[Dataset entries]

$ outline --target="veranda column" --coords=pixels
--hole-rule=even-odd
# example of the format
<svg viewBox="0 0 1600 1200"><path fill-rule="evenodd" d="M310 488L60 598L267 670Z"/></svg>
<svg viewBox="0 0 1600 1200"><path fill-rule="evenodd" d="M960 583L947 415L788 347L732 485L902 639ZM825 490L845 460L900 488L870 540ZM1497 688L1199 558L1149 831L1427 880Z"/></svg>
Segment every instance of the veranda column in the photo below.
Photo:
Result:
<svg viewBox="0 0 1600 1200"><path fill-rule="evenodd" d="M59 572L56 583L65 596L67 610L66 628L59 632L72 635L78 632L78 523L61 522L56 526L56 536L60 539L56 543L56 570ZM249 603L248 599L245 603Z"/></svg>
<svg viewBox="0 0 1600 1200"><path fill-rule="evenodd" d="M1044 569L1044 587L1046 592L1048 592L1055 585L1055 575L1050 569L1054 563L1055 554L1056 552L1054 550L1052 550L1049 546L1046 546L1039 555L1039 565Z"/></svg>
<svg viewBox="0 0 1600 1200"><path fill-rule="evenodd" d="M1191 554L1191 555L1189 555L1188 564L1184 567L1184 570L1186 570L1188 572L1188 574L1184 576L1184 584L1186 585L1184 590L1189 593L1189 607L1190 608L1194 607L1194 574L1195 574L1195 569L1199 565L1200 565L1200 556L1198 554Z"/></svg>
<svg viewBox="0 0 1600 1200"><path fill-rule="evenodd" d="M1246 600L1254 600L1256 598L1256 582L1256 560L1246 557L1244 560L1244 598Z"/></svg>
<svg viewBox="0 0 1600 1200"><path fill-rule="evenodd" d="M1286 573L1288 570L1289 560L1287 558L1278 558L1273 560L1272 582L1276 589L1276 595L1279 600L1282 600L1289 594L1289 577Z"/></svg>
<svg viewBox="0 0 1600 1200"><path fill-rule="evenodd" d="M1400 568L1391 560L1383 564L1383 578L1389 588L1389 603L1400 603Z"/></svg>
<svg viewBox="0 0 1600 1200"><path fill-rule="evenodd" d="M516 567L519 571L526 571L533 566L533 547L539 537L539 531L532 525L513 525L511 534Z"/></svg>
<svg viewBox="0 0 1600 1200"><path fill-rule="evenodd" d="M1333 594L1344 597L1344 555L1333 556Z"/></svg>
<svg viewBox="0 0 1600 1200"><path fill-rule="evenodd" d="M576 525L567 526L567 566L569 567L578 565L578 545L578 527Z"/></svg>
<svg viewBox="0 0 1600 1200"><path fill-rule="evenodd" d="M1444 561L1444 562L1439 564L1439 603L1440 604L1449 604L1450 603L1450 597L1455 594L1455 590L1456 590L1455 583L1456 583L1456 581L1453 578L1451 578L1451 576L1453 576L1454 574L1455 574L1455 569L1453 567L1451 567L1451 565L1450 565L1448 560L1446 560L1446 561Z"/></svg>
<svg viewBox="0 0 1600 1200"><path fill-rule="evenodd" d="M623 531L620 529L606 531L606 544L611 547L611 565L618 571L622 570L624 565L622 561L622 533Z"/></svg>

The task:
Looking at the entries above, report how many of their lines include "veranda", and add nothing else.

Solution below:
2